=== DATA FOR THE TASK ===

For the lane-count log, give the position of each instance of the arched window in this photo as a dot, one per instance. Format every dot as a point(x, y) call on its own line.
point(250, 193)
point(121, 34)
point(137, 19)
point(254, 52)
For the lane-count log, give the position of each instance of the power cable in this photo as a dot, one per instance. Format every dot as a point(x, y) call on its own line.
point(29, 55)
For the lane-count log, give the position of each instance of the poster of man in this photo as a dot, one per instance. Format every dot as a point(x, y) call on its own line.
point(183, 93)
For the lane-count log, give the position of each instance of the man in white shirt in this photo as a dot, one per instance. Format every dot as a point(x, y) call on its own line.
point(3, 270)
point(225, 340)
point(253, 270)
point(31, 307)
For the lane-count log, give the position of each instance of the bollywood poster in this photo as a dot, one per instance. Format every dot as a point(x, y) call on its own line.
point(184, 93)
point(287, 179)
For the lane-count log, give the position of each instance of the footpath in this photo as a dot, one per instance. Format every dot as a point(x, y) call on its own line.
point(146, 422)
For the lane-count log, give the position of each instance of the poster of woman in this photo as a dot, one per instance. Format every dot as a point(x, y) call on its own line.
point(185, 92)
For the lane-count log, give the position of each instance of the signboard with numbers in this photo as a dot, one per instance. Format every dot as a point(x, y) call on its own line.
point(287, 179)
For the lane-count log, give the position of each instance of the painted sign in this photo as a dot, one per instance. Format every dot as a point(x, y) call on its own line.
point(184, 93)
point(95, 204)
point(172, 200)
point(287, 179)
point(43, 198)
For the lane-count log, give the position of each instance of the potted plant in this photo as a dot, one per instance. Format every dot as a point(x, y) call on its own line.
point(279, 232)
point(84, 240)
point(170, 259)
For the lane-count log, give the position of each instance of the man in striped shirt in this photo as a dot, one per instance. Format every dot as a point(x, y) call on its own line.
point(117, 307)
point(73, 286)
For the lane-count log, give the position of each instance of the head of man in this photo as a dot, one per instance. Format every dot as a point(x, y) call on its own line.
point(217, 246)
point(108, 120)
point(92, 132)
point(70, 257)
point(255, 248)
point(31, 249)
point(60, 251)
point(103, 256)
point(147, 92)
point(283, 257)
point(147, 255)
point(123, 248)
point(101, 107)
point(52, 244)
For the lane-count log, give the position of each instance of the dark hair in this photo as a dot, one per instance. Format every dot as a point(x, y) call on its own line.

===

## TASK DESCRIPTION
Rewrite the rows above so that "lane-count log" becomes "street-count log" wherever it occurs, with nothing else changed.

## PROBLEM SOLUTION
For the street-count log, give the position of each instance of the arched window in this photo as a dot, one per instance. Format every dot as a point(x, y) call on its own line.
point(250, 193)
point(121, 34)
point(137, 19)
point(254, 52)
For the street-count log, give the position of each instance of the power cable in this photo as a dot, one per instance. Format every dot as a point(x, y) call on its own line.
point(29, 55)
For the street-count log, give the position of each instance of the poster of man in this photo as a dot, one per instance. Format every dot as a point(x, y) call on its own line.
point(183, 93)
For the street-count log, give the position of each instance of the man in white shirt in this photo as a dot, one per instance. Format every dot as a point(x, y) call on its own line.
point(3, 270)
point(225, 340)
point(253, 270)
point(31, 307)
For the street-count log, give the position of each instance of the bollywood poster in this photo as a dot, one per instance. Format every dot as a point(x, y) call on its own line.
point(184, 93)
point(287, 179)
For the street-count log, give the position of each instance of the footpath in this photo as a dot, one per instance. Format every dot as a point(x, y) call on its own line.
point(146, 422)
For the street-count log, give the position of each instance of the poster of woman in this photo as a dot, one per instance. Format every dot as a point(x, y) call on its own line.
point(185, 92)
For the street-count log, give the position of each instance of the signboard with numbers in this photo as a dot, one per instance. Format every dot as a point(x, y) call on its own line.
point(287, 179)
For the street-count log, give the position of each instance of the painted sign in this photo as a dot, one per instance. Format every dot as a point(x, y) call on its own line.
point(184, 93)
point(95, 204)
point(172, 200)
point(287, 179)
point(43, 198)
For the street-count log, give the position of each instance of the potted plant in this photo as a dot, one per instance. Format every dot as a point(x, y) call on its own line.
point(279, 232)
point(84, 240)
point(170, 259)
For the street-count log, give the position of each instance of the man in striped shirt in this photo as a dot, one per instance. Format every dot as a point(x, y) call on its own line.
point(117, 307)
point(73, 286)
For the street-count log, give the position of each instance of the head of man in this photo as a dot, one per instance. Format every dot as a point(x, y) call on its own line.
point(217, 246)
point(108, 120)
point(92, 132)
point(70, 257)
point(255, 248)
point(31, 249)
point(60, 251)
point(103, 256)
point(147, 92)
point(283, 257)
point(147, 255)
point(123, 248)
point(101, 107)
point(52, 244)
For the street-count log, give the position of each instance of the dark hair in this photo as a dot, one per instance. Format every dot as a point(x, y) call on its own line.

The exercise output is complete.